[Point placement items]

☆ ☆ ☆ ☆ ☆ ☆ ☆

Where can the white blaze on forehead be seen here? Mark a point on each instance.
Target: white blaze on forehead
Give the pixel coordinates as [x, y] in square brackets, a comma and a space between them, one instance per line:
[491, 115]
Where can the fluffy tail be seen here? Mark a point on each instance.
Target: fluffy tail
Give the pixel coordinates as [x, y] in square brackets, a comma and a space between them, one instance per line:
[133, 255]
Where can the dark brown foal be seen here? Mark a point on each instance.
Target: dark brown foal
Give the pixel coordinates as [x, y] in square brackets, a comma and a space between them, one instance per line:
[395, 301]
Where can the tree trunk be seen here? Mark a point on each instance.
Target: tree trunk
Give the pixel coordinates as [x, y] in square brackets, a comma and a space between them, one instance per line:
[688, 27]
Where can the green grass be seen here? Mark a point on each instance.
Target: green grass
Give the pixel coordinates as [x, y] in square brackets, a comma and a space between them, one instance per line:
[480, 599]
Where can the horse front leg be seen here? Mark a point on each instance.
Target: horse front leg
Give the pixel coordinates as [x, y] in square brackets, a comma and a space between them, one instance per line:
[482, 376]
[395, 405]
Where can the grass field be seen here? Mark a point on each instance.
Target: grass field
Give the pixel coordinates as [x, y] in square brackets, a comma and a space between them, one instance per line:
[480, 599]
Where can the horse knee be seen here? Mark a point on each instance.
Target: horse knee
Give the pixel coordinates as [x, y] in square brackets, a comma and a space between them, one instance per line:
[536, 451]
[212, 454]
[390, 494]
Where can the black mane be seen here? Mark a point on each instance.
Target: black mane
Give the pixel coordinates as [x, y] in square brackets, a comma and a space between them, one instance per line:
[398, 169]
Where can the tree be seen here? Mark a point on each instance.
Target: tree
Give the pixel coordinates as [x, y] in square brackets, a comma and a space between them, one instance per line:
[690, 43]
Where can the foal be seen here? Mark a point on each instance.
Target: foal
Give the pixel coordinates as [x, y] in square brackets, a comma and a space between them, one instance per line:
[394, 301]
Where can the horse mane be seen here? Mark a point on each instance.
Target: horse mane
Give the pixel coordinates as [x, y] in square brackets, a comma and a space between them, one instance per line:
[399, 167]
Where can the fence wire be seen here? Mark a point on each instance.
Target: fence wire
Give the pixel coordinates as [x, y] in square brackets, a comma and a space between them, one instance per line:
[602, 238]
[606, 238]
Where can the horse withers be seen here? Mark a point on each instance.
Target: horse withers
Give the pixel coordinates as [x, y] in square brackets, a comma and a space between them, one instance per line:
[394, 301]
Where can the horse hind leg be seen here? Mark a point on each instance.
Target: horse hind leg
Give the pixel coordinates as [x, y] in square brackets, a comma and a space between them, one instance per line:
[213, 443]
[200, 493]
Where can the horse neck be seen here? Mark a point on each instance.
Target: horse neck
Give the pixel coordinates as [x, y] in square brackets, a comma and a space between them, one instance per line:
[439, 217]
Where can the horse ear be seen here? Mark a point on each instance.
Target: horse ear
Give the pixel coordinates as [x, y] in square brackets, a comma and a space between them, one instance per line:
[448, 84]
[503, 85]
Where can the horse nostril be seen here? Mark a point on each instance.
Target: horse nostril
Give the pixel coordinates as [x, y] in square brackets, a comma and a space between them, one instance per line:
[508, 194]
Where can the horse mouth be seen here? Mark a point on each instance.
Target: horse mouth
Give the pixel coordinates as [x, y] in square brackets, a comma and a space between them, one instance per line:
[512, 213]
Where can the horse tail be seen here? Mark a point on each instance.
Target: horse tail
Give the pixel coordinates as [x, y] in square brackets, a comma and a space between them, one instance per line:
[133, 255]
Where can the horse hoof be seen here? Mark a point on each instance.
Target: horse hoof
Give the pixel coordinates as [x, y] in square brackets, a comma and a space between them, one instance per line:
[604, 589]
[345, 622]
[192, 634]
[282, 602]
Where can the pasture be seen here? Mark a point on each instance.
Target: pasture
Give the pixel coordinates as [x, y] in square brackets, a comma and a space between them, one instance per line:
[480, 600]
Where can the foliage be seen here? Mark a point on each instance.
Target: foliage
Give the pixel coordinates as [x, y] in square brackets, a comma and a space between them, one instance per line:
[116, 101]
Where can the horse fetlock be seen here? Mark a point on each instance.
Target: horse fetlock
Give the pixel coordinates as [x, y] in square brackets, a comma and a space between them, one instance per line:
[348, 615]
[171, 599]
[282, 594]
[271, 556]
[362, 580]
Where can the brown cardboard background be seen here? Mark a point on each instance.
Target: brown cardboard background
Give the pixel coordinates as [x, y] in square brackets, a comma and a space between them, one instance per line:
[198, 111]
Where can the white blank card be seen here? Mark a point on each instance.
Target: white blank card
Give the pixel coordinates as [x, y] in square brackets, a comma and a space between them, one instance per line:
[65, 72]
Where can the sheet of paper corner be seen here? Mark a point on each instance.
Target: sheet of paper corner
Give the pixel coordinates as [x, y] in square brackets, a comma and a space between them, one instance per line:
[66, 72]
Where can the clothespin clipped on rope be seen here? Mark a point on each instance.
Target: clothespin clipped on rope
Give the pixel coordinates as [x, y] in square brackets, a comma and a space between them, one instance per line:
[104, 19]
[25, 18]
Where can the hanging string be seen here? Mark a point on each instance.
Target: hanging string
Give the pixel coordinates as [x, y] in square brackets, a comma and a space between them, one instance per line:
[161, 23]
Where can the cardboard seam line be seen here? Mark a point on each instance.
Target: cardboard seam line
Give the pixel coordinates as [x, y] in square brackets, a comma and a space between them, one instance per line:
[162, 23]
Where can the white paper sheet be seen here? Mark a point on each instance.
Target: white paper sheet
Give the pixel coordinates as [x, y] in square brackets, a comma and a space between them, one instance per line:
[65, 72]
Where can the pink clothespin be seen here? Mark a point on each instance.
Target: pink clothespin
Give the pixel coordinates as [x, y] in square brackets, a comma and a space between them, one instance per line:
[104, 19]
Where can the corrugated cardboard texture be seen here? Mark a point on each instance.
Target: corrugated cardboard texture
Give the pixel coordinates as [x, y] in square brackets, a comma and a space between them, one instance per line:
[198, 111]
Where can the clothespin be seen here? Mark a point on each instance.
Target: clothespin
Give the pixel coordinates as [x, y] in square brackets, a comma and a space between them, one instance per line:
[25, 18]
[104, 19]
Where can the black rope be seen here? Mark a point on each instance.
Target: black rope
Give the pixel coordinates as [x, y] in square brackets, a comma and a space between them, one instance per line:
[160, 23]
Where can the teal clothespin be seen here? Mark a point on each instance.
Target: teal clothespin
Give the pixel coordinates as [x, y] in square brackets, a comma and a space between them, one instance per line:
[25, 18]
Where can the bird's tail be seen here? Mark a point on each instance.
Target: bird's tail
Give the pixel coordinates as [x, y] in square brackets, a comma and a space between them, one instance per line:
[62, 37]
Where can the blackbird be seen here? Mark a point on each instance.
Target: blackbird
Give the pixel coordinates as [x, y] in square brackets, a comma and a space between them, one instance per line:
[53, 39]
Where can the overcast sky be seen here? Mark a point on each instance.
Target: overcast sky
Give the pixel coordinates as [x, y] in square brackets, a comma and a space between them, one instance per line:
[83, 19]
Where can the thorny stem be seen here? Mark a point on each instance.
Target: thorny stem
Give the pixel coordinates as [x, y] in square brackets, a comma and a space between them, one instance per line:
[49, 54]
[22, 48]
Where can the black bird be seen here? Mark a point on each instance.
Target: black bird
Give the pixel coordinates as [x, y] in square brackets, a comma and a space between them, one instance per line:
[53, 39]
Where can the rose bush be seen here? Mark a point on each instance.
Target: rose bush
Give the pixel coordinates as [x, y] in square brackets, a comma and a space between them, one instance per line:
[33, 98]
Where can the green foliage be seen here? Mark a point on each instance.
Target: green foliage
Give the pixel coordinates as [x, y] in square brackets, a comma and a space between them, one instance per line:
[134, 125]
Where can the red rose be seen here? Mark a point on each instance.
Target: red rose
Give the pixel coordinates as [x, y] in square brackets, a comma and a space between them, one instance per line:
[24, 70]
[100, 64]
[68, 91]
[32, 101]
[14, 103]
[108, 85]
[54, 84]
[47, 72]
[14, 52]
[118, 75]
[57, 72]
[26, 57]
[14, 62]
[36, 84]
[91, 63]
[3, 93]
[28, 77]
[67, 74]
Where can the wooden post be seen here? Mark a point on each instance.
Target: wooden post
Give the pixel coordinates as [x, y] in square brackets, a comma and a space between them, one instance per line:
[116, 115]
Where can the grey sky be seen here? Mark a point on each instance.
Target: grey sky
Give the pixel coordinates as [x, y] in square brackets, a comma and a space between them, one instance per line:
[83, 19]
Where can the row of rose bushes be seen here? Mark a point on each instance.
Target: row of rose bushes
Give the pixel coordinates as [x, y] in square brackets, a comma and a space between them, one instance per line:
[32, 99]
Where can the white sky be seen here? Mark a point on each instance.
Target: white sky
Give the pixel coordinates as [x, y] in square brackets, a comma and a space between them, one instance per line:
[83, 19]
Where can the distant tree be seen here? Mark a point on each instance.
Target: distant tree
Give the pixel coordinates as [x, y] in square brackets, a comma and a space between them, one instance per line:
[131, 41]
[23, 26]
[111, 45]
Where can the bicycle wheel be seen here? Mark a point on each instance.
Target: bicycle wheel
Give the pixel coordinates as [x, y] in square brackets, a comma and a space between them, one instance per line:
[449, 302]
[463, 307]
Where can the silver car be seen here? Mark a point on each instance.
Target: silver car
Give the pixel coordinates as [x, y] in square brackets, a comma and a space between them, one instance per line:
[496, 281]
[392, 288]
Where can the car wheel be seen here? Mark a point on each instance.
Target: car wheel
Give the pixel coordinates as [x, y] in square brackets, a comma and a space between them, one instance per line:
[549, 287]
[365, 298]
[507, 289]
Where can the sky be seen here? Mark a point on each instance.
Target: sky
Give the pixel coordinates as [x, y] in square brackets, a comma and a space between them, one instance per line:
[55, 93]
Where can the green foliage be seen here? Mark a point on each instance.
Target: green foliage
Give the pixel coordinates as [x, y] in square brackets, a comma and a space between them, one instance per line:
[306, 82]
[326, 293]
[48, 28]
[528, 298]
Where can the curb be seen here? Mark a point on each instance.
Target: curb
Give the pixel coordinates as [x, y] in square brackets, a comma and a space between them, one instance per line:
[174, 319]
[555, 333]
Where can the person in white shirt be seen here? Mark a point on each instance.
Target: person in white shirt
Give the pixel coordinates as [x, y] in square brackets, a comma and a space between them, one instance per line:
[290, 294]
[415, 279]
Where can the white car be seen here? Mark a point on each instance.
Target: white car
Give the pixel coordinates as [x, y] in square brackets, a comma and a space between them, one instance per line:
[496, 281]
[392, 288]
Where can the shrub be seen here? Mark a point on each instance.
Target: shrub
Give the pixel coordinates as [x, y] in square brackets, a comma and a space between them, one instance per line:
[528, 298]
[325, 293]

☆ ☆ ☆ ☆ ☆ ☆ ☆

Can you write out the items again, from the line with "Where can the sky" up to and including the last one, with their requests and with every answer coordinate decreased by 55?

Answer to this task
Where can the sky be seen here? Mark a point on each instance.
Target: sky
Give the pixel coordinates as [x, y] in square brackets, a comma and a space between them, one instance per line:
[0, 38]
Where can the green foliage be seen here? Mark a point on each instance.
Target: green foliage
Give the pixel coordinates as [x, y] in square brackets, a comma and a space between them, one instance per line:
[251, 27]
[271, 238]
[-7, -27]
[473, 243]
Where can the curb be seen here? Mark a point on each instance.
Target: curb
Give the pixel coordinates as [x, y] in square brackets, a comma and a space between them, one instance per line:
[119, 264]
[500, 278]
Where can the person in white shirt be seen here? Mark a point on each instance.
Target: person in white shirt
Give the pixel coordinates as [x, y] in square brackets, a comma and a space between them, one instance per line:
[235, 239]
[360, 224]
Where can the white car be seen here? Mark a point on each instance.
Target: white car
Give the pixel coordinates as [x, y] in square brackets, a comma and a space between them, one instance per line:
[441, 226]
[337, 233]
Where can the shrub be seen here? Mark a point on each instance.
Target: shrub
Give the pixel coordinates as [x, y] in square brackets, a comma and a space between them, one instance per line:
[473, 243]
[270, 238]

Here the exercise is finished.